TEXT EXCERPT:
┏━━
When using the default format, Proctor does not print any failure or
error messages until all of the tests have run. If your test suite is
very large, or the integration tests require fixtures that take a lot
of time to configure, you may not want to wait for the tests to finish
before discovering which tests have not passed. When that is the case,
you can use the –interleaved option to show the tests results
along with the name of the test as the test runs, as illustrated in
Listing 6.

Listing 6

$ proctorbatch  --interleaved --no-gc Listing2.py
Writing coverage output to .coverage
Scanning: .
  1/  6 test: Listing2.ErrorTests.test1 ...ERROR in test: Listing2.ErrorTests.test1
Traceback (most recent call last):
  File "Listing2.py", line 27, in test1
    raise RuntimeError('test1 error')
RuntimeError: test1 error

  2/  6 test: Listing2.ErrorTests.test2 ...ERROR in test: Listing2.ErrorTests.test2
Traceback (most recent call last):
  File "Listing2.py", line 30, in test2
    raise RuntimeError('test2 error')
┗━━
PROVIDED MATERIAL:
┏━━
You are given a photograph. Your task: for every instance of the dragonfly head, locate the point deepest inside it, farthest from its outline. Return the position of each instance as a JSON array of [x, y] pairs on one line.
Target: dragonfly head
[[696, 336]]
┗━━
EXERCISE DESCRIPTION:
Answer these questions about the Proctor excerpt:
1. Under the default format, when does Proctor print failure or error messages?
2. Which option shows test results together with the test name as each test runs?
3. According to Listing 6, where does Proctor write coverage output?
You won't need the material for this.

TASK RESPONSE:
1. Only after all of the tests have run.
2. The interleaved option (--interleaved).
3. To .coverage.